▸ Required task 1
According to the Met dataset article, how many works from the museum's collection are now accessible?
▸ Required task 2
Using the Met dataset article, decide whether each statement agrees with it: (a) The dataset is released as a JSON file. (b) The MetObjects.csv file obtained by cloning the repository is 134 bytes. (c) Git LFS lets you work with large files up to 2GB. For each, answer yes or no and quote the deciding words.
▸ Required task 3
Continue the Met dataset article from where it stops.

▸ Text block
Exploring The Metropolitan Museum of Art's Open Access Initiative dataset

Last week New York’s Metropolitan Museum of Art, or “the Met”, announced they’ve released a selection of their digital catalog. The Met is the largest art museum in the United States, with a collection of over 2 million works, and now we have access to more than 420,000 of these.

The dataset they’ve released is currently only available as a CSV file encoded in UTF-8, but is unrestricted for commercial and noncommercial use under the CC0 license. You can find more details about the dataset and the license over at their github repository.

Get the data

First thing you’ll notice if you try to clone the repository on Github is that you don’t actually get the CSV file you expect, but this:

~$ ls -l
total 20
-rw-r--r-- 1 avitalp avitalp 6555 Feb 13 23:35 LICENSE
-rw-r--r-- 1 avitalp avitalp  134 Feb 13 23:35 MetObjects.csv
-rw-r--r-- 1 avitalp avitalp 4255 Feb 13 23:35 README.md

Notice how the file size is 134 bytes, obviously too small, what gives? Opening it up, you see:

version https://git-lfs.github.com/spec/v1
oid sha256:8f525b729844dc8df16ad18986fa8b11220a22d7a6a6892d24f766620cdebc75
size 225665513

Well, Github uses Git Large File Storage (Git LFS) which is an extension to Git that allows you to work with large files up to 2GB.

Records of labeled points
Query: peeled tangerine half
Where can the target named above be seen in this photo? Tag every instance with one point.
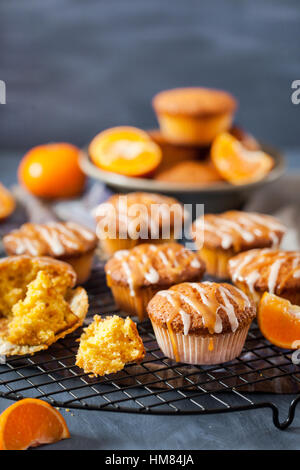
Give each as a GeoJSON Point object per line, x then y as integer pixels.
{"type": "Point", "coordinates": [125, 150]}
{"type": "Point", "coordinates": [7, 203]}
{"type": "Point", "coordinates": [237, 164]}
{"type": "Point", "coordinates": [279, 321]}
{"type": "Point", "coordinates": [30, 423]}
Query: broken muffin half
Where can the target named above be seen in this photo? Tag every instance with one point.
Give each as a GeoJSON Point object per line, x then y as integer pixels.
{"type": "Point", "coordinates": [108, 344]}
{"type": "Point", "coordinates": [37, 303]}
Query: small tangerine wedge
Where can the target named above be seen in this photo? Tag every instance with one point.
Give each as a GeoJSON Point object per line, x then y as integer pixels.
{"type": "Point", "coordinates": [7, 203]}
{"type": "Point", "coordinates": [125, 150]}
{"type": "Point", "coordinates": [237, 164]}
{"type": "Point", "coordinates": [279, 321]}
{"type": "Point", "coordinates": [52, 171]}
{"type": "Point", "coordinates": [30, 423]}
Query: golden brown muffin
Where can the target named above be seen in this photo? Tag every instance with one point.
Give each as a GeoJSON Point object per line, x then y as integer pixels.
{"type": "Point", "coordinates": [127, 220]}
{"type": "Point", "coordinates": [37, 303]}
{"type": "Point", "coordinates": [200, 173]}
{"type": "Point", "coordinates": [194, 116]}
{"type": "Point", "coordinates": [230, 233]}
{"type": "Point", "coordinates": [135, 275]}
{"type": "Point", "coordinates": [7, 203]}
{"type": "Point", "coordinates": [201, 323]}
{"type": "Point", "coordinates": [107, 344]}
{"type": "Point", "coordinates": [273, 271]}
{"type": "Point", "coordinates": [66, 241]}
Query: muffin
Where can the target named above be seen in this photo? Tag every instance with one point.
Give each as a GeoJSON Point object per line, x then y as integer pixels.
{"type": "Point", "coordinates": [201, 323]}
{"type": "Point", "coordinates": [135, 275]}
{"type": "Point", "coordinates": [194, 116]}
{"type": "Point", "coordinates": [127, 220]}
{"type": "Point", "coordinates": [66, 241]}
{"type": "Point", "coordinates": [38, 304]}
{"type": "Point", "coordinates": [230, 233]}
{"type": "Point", "coordinates": [273, 271]}
{"type": "Point", "coordinates": [108, 344]}
{"type": "Point", "coordinates": [192, 172]}
{"type": "Point", "coordinates": [246, 139]}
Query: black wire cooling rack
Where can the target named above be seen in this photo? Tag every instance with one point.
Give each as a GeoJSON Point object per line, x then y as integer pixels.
{"type": "Point", "coordinates": [157, 385]}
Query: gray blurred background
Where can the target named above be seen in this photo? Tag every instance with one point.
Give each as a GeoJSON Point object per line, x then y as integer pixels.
{"type": "Point", "coordinates": [74, 67]}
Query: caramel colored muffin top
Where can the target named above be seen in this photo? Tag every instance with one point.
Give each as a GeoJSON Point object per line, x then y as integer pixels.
{"type": "Point", "coordinates": [201, 308]}
{"type": "Point", "coordinates": [146, 213]}
{"type": "Point", "coordinates": [266, 270]}
{"type": "Point", "coordinates": [57, 239]}
{"type": "Point", "coordinates": [194, 102]}
{"type": "Point", "coordinates": [154, 265]}
{"type": "Point", "coordinates": [239, 230]}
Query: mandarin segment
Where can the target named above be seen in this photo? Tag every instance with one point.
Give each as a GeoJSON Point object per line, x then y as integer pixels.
{"type": "Point", "coordinates": [125, 150]}
{"type": "Point", "coordinates": [52, 171]}
{"type": "Point", "coordinates": [29, 423]}
{"type": "Point", "coordinates": [236, 163]}
{"type": "Point", "coordinates": [279, 321]}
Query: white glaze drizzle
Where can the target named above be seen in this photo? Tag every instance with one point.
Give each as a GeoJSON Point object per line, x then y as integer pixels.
{"type": "Point", "coordinates": [186, 319]}
{"type": "Point", "coordinates": [273, 275]}
{"type": "Point", "coordinates": [229, 309]}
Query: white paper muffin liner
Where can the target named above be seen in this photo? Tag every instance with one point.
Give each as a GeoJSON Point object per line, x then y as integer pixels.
{"type": "Point", "coordinates": [195, 349]}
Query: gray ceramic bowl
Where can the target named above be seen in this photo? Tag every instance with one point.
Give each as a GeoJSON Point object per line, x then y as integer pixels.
{"type": "Point", "coordinates": [217, 198]}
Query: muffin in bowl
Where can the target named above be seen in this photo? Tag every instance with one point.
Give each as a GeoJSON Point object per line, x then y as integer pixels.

▸ Written reply 1
More than 420,000.

▸ Written reply 2
(a) No: "currently only available as a CSV file encoded in UTF-8"
(b) Yes: "Notice how the file size is 134 bytes"
(c) Yes: "allows you to work with large files up to 2GB"

▸ Written reply 3
You’ll need to grab the latest version of the extension for your system (v.1.5.5 as of this writing). Be aware that you’ll need git version >= 1.8.2 to install Git LFS, so if you’re running an older Ubuntu or Debian version, you may need to upgrade.

I’m running Debian Jessie so I just grabbed the package and installed it:

~$ wget -O git-lfs_1.5.5_amd64.deb https://packagecloud.io/github/git-lfs/packages/debian/jessie/git-lfs_1.5.5_amd64.deb/download
~$ sudo dpkg -i git-lfs_1.5.5_amd64.deb && sudo apt-get install -f

Verify that the installation was successful:

~$ git lfs install
Updated pre-push hook.
Git LFS initialized.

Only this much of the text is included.